## SET TASK
Filter the material below down to each line containing the string "bird", and copy those lines. Matching is case-sensitive.

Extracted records
---+---

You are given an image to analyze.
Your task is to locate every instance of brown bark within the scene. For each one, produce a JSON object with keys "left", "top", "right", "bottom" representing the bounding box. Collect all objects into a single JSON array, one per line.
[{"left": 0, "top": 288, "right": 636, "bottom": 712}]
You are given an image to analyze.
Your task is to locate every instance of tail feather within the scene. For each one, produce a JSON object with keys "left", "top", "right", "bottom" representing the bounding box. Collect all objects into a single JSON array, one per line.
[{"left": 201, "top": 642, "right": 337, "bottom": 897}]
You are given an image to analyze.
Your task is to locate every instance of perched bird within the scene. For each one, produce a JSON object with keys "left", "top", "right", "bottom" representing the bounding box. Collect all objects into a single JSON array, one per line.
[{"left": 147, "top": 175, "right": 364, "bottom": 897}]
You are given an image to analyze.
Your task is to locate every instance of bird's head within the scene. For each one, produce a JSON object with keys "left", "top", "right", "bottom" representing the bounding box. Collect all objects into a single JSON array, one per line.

---+---

## TASK OUTPUT
Your task is to locate every instance of perched bird within the scene. For each one, produce a JSON object with keys "left", "top", "right", "bottom" representing the bounding box. Collect all objects into a single JSON array, one per line.
Your task is to locate every instance of bird's head within the scene. For each one, produce a JSON object with keys "left", "top", "right", "bottom" representing the bounding box. Collect all objects into a single JSON array, one per line.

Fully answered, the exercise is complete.